**Input data**
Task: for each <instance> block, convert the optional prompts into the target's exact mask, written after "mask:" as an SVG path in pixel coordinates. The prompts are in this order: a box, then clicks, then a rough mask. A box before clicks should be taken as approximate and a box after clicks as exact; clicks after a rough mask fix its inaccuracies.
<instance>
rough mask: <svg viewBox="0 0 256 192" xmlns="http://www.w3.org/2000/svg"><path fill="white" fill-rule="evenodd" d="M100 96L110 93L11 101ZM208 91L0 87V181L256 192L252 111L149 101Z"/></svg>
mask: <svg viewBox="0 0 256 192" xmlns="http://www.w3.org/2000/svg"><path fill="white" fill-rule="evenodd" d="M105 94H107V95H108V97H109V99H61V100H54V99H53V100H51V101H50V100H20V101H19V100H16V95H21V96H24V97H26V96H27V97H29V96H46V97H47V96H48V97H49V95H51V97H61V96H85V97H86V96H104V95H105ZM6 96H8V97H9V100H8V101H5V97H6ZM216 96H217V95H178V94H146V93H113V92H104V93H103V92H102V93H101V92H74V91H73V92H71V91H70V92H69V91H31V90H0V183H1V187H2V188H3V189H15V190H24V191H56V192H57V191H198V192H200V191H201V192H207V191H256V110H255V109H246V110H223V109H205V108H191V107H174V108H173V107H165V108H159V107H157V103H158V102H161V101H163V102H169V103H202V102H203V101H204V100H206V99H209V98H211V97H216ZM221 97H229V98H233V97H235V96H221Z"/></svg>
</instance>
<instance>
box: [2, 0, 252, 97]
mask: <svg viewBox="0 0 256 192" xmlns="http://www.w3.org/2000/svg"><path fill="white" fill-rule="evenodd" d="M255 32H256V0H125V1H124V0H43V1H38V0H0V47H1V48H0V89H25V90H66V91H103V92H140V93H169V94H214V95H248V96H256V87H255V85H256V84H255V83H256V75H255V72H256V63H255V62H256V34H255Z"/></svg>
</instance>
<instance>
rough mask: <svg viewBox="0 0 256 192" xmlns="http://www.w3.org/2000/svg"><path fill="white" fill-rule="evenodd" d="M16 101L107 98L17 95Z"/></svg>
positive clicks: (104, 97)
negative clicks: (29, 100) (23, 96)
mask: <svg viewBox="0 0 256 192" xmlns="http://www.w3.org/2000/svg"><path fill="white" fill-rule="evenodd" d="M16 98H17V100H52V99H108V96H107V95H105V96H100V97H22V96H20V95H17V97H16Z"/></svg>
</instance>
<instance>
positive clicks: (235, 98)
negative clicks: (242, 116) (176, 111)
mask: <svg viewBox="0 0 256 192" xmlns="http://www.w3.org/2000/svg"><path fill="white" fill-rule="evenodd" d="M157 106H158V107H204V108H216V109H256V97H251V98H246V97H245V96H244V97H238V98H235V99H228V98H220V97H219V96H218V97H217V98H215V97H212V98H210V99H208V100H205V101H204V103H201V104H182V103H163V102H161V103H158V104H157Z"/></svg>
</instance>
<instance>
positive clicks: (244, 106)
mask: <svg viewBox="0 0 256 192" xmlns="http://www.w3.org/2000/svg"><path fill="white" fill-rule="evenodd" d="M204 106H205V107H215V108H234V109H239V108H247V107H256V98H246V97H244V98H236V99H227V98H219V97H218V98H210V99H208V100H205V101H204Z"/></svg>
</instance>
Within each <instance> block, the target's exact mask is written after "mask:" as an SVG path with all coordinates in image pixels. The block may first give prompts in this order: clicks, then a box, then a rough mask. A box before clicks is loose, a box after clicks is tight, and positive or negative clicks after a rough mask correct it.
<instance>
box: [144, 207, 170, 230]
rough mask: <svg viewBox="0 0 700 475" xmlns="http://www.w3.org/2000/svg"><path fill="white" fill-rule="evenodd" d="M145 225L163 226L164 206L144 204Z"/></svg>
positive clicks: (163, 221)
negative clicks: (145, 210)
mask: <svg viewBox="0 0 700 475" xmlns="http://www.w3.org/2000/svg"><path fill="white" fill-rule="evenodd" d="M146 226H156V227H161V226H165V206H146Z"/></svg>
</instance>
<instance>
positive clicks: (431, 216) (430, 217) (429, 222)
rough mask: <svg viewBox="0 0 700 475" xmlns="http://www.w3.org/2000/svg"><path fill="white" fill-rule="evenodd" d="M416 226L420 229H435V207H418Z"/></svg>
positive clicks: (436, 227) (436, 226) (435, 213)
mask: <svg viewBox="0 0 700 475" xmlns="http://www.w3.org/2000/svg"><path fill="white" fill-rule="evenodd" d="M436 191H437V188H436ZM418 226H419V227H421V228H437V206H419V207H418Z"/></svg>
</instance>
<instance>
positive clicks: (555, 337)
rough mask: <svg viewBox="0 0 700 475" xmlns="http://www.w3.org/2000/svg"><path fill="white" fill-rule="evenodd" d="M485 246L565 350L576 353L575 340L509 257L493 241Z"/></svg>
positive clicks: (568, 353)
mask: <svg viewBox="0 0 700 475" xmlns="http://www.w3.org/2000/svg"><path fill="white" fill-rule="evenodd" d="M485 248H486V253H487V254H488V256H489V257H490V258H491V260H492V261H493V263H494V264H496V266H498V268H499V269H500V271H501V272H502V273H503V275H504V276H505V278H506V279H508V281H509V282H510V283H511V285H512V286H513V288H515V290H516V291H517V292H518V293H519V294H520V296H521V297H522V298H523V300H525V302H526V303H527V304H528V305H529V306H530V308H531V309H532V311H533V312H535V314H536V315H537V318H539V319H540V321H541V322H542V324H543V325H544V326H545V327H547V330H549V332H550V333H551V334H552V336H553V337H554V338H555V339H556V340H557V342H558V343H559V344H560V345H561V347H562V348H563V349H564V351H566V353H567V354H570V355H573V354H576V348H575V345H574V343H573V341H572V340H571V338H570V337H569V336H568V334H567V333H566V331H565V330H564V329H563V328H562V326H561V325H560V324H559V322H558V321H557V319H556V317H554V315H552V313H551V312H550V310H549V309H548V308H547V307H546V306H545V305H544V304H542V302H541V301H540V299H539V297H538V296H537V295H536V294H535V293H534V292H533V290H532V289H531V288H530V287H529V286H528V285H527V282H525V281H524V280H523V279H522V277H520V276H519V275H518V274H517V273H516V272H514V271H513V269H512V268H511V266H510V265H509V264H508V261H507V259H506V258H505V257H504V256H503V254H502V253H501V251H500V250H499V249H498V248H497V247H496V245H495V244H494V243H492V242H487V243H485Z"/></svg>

* * *

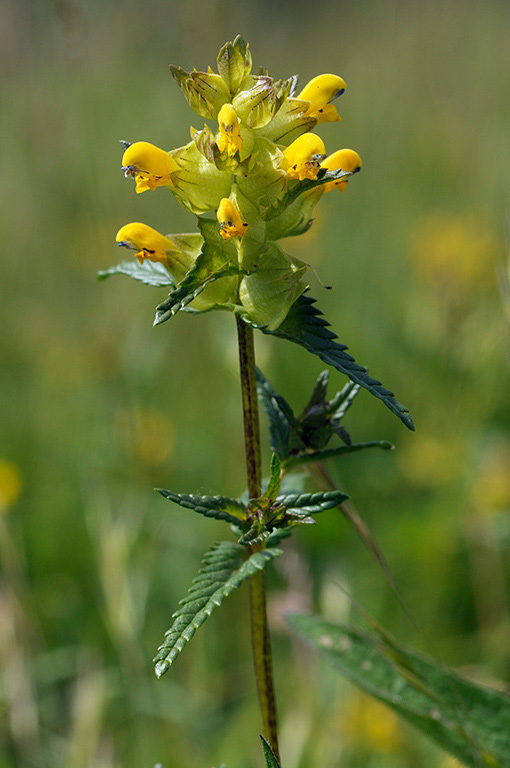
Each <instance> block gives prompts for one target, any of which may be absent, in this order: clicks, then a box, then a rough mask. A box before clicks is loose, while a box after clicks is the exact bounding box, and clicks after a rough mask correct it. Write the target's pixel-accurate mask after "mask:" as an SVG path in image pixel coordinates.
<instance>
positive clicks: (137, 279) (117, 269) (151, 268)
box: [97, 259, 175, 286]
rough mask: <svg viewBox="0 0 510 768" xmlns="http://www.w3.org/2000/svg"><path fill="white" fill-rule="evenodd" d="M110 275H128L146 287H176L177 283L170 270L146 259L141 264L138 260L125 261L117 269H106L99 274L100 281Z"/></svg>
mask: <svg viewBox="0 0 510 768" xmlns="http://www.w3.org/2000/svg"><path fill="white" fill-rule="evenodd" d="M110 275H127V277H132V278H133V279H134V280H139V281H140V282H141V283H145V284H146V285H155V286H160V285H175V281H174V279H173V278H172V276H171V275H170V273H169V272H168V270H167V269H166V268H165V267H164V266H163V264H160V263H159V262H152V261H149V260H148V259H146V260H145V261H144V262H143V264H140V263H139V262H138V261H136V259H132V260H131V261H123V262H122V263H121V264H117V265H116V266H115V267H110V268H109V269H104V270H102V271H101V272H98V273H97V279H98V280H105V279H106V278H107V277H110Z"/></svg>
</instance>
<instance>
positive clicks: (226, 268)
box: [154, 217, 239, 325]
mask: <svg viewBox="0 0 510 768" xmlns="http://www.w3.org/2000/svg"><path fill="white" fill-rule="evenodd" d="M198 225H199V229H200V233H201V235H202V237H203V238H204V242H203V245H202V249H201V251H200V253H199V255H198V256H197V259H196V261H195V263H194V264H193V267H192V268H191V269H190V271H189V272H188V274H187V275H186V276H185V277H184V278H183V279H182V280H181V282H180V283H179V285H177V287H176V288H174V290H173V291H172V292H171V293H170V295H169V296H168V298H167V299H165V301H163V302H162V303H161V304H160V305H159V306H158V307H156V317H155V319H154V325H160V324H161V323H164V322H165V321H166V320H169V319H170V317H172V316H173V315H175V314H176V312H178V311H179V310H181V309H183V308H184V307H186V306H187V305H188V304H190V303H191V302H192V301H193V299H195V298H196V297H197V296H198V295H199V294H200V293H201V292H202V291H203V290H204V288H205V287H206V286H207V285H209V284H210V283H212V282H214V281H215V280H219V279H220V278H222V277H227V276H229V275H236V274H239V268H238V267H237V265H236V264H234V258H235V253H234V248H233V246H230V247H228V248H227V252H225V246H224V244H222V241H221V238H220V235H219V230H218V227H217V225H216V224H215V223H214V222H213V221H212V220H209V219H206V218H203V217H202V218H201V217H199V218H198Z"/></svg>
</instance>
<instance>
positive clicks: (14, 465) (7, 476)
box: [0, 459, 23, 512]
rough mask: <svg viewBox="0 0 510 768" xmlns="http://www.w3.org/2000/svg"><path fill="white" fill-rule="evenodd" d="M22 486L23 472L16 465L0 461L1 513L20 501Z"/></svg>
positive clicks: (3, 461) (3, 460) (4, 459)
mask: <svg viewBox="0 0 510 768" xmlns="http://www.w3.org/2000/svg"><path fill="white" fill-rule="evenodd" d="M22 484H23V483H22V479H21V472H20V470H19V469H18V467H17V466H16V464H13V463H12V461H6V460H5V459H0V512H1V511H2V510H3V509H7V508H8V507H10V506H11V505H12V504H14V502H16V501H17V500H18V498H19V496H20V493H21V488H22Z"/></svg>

---

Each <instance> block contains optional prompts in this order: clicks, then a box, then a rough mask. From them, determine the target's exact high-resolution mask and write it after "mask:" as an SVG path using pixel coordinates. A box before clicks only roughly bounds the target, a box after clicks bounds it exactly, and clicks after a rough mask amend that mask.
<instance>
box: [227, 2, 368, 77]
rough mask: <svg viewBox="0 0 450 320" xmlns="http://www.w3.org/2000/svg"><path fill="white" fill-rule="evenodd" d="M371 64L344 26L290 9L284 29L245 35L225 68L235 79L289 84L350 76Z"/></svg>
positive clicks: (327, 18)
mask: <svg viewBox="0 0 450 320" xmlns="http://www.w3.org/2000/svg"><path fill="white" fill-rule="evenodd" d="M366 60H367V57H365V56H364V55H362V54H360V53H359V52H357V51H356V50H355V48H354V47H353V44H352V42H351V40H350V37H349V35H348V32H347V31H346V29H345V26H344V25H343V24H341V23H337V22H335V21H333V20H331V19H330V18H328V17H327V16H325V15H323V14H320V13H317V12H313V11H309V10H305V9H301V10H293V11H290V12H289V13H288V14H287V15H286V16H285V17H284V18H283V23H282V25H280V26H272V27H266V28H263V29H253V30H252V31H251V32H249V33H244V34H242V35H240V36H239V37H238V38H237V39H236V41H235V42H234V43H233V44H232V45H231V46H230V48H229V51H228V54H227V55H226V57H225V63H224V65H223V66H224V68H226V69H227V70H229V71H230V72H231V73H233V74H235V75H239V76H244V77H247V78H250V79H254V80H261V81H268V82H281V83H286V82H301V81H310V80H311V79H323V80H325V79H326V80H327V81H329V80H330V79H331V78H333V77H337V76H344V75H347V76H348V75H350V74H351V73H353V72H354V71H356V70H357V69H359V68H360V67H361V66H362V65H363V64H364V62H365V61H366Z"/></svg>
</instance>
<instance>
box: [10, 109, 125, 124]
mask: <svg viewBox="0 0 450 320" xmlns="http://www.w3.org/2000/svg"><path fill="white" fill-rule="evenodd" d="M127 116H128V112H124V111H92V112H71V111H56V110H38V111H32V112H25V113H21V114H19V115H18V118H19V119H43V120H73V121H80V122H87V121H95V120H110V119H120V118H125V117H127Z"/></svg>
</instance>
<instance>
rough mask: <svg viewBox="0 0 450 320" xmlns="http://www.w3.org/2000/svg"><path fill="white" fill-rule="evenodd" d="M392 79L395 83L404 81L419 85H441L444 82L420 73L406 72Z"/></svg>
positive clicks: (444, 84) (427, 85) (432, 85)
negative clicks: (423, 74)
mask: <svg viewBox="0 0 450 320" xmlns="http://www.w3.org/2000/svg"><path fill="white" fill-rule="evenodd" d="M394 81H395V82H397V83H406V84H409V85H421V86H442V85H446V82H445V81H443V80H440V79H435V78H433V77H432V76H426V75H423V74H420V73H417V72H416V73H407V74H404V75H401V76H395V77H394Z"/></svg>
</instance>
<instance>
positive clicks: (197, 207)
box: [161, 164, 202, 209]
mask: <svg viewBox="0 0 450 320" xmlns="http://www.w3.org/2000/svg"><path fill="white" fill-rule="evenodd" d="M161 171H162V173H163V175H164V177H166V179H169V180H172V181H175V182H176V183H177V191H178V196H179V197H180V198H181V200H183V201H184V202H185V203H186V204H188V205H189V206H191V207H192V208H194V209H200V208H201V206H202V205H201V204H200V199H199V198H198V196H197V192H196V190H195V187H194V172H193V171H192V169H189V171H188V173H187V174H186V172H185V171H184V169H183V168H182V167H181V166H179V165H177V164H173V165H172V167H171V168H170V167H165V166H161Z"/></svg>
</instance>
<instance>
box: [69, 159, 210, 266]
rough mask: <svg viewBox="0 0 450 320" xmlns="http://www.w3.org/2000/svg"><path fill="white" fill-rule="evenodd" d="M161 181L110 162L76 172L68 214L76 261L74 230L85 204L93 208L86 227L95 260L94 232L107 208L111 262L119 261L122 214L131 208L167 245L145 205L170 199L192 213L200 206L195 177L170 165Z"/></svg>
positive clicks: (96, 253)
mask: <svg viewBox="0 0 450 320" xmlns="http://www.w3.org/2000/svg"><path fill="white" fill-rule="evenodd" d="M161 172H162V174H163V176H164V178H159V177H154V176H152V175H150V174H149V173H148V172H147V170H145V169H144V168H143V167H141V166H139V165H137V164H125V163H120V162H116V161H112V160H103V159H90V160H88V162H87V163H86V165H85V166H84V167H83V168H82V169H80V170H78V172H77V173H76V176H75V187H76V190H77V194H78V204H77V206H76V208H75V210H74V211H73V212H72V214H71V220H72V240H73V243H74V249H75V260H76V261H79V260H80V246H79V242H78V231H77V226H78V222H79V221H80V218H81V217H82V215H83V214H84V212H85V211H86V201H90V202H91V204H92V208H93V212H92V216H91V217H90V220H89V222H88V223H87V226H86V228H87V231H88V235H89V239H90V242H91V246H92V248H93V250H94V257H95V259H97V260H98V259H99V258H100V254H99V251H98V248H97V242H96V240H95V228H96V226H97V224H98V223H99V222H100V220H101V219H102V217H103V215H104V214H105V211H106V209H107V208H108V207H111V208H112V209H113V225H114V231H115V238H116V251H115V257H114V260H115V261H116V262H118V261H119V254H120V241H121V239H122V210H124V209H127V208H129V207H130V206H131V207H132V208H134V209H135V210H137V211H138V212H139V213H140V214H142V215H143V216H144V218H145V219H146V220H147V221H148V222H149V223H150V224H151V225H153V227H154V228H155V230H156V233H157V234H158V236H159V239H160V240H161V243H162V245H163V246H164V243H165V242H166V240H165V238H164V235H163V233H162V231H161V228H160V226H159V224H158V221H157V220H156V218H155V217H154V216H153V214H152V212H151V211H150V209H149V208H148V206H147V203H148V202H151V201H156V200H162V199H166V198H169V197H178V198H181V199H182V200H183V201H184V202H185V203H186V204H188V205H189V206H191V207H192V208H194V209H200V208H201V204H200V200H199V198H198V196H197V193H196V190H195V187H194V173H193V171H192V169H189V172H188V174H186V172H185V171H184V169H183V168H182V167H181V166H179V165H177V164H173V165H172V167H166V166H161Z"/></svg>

**Exercise description**
The answer consists of every line above in which the word "correct" occurs.

**Solution for this problem**
Within each <instance> block, the target's exact mask is written after "mask:" as an SVG path with all coordinates in image pixels. The block may first give prompts in this order: clicks, then a box, then a rough mask. A box before clicks is loose, a box after clicks is tight, and positive or negative clicks after a rough mask correct it.
Each <instance> block gives prompts for one target, any of which may be absent, in this order: clicks, then a box, then a rough mask. A box before clicks is loose, while a box after clicks is the exact bounding box, and clicks after a rough mask correct it. Write the target's pixel-accurate mask after "mask:" as an SVG path in image pixel coordinates.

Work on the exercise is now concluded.